### TASK STATEMENT
Copy the listing below word for word, leaving out the pictures.

### AVAILABLE RECORDS

============================================================

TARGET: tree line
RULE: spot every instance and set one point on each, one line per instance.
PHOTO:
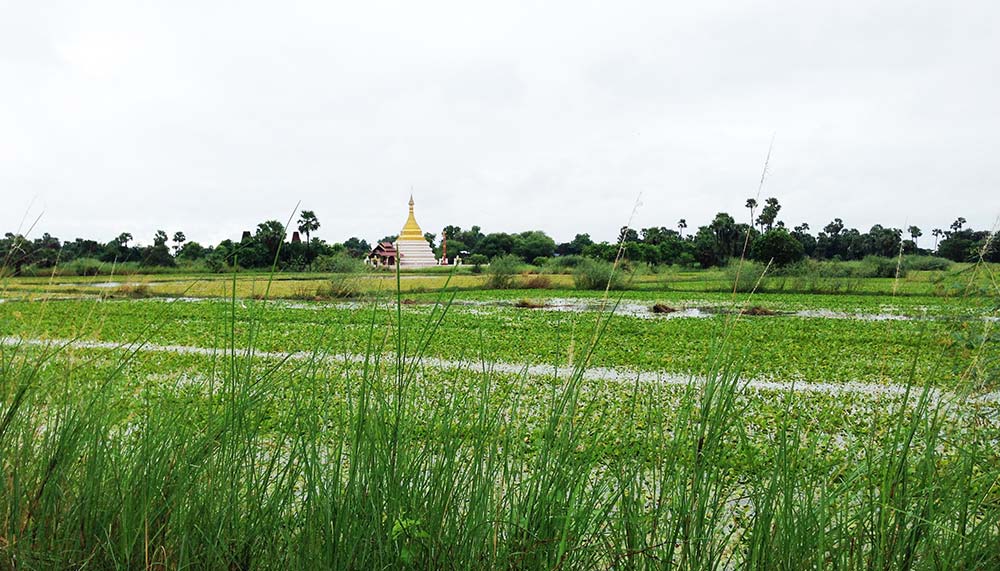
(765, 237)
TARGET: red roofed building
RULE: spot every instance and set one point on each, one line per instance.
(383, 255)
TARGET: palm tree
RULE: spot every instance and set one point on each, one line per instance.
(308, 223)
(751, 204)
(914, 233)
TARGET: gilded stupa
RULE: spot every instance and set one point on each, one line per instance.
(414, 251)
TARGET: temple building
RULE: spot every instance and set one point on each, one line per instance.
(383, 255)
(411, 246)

============================================================

### RESULT OF THE EXERCISE
TARGET: tree line
RULE: spot every instance and set one point on each, one line per instance.
PHOTO:
(765, 237)
TARGET: red roofed building
RULE: spot every instance and set one point on each, one line per instance.
(383, 255)
TARGET: palm tree
RULE: spot every instance and set one point on each, one line per instance.
(308, 223)
(751, 204)
(914, 233)
TARGET: gilded stupa
RULE: spot every instance and set one point on each, one line per instance.
(414, 251)
TARGET: temple building
RULE: spot every instance and set one point on each, one line per instance.
(383, 255)
(411, 246)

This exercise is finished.